I went to the Western site and located my spreader on the spec sheet. 700# and if you go to the ice mngt. forum you will see that Mick posted the weight of coarse salt at roughly 1400# per yard. ( Weight of Salt Thread )


----------



## Mark Oomkes (Dec 10, 2000)

TritonSnownIce said:


> I went to the Western site and located my spreader on the spec sheet. 700# and if you go to the ice mngt. forum you will see that Mick posted the weight of coarse salt at roughly 1400# per yard. ( Weight of Salt Thread )


Are you using bul or bagged? IF bulk, is it covered always?

Salt _can_ be as little as 1400# per ton, but it can also be around 2500# per ton, depending on moisture content. I usually figure 1 yard of salt is 1 ton, for an average.

I thought BigDog's post was most eloquent. I agree, even with the lower spreader weight, you're going to be overloaded.


----------



## TritonSnownIce (Oct 18, 2006)

Covered bulk salt is what I am running.


----------



## flykelley (Dec 29, 2003)

Well by my math a spreader at 700# 2.5 yrds dry at 1400 each yard adds 3500# along with a plow around #700 for a grand total of 4900# . I don't think that truck can carry that much weight, not to mention will it stop like it should? Also don't let a weigh master stop you and put you on the scale's, that will be a nice fine. The bigger question is why not make two trips for salt and not overload your truck? It is better to be safe than sorry, what happens if you can't stop in time and rear end someone who is very seriously injured or even die's. Don't think a lawyer won't have a field day with that. So the bigger thing to think about is it worth the risk? Only you can answer that question.

Good Luck Mike


----------



## Big Dog D (Oct 1, 2005)

See where I said *probably*? I wasn't certifying this thing, Iwas trying to show you how to figure it out and was using approximates. Based on the original post it seemed as the poster didn't have a clue as to how to figure it out and was showing the process of how to do it. The 2.5 yd Torwell sanders we run weigh approximately 1100lbs and that is what I was basing it on. I didn't catch the coarse salt part and wasn't sure that he was using it straight, I just used the "standard" 1.5 tons per yard for bulk materials to figure it out on.

------------------------------------

* [Tasks for this exercise]
1 – From the forum thread on salt spreader weight, output the passage from "Covered bulk salt" up to and including "answer that question.".
2 – According to the forum thread, about how much do the 2.5 yd Torwell sanders that Big Dog D runs weigh?

Excerpts of bounding box data
------------------------------------

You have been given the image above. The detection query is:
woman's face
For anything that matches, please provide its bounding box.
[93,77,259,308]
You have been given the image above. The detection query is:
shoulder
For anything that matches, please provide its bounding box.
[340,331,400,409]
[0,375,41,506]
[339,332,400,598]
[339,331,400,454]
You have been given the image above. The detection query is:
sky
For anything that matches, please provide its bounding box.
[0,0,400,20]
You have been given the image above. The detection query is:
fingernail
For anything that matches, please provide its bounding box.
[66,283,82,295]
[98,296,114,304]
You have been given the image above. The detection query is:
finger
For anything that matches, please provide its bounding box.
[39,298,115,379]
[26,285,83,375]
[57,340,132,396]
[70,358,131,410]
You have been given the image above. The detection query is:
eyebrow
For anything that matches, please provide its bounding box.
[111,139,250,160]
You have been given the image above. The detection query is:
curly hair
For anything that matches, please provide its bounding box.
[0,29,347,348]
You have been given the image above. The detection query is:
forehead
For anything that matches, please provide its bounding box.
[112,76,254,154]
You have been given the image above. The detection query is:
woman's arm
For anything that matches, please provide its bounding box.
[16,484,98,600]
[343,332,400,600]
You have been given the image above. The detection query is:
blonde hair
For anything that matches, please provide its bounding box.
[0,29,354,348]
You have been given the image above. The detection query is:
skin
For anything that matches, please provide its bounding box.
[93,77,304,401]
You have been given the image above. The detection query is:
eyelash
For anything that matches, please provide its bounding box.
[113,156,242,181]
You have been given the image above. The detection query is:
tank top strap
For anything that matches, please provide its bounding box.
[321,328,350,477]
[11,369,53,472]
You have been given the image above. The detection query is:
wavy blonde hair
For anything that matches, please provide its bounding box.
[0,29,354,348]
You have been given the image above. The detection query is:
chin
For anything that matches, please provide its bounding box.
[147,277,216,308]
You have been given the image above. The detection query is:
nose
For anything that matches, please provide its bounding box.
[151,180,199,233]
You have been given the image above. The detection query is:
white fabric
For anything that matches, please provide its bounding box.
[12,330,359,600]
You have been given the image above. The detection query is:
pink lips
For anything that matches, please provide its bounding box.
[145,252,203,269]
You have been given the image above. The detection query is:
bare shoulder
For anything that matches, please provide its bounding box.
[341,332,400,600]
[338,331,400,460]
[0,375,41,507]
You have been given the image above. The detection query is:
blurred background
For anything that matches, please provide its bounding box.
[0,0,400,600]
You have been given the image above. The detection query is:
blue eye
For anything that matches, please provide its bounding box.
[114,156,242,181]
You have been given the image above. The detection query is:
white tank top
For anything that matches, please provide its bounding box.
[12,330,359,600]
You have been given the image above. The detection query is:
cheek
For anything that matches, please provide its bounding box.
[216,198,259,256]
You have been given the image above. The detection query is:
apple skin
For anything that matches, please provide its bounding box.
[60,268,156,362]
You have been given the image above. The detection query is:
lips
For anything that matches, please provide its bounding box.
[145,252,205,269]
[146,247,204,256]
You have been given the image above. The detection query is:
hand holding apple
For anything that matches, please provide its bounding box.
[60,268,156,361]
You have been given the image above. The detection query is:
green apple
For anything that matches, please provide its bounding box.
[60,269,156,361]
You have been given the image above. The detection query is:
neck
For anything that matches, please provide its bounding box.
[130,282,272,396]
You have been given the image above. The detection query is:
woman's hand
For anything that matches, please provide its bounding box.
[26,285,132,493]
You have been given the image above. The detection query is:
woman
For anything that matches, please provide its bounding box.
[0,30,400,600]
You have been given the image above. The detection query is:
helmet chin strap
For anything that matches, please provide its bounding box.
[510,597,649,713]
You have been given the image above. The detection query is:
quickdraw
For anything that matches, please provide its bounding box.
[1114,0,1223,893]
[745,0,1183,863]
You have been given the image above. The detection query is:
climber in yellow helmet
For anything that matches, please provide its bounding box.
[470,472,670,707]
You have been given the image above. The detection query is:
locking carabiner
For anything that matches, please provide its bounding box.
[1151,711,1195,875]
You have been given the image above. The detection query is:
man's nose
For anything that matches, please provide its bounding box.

------------------------------------

* [Answer list]
1 –
Covered bulk salt is what I am running.


----------



## flykelley (Dec 29, 2003)

Well by my math a spreader at 700# 2.5 yrds dry at 1400 each yard adds 3500# along with a plow around #700 for a grand total of 4900# . I don't think that truck can carry that much weight, not to mention will it stop like it should? Also don't let a weigh master stop you and put you on the scale's, that will be a nice fine. The bigger question is why not make two trips for salt and not overload your truck? It is better to be safe than sorry, what happens if you can't stop in time and rear end someone who is very seriously injured or even die's. Don't think a lawyer won't have a field day with that. So the bigger thing to think about is it worth the risk? Only you can answer that question.

2 – Approximately 1100 lbs.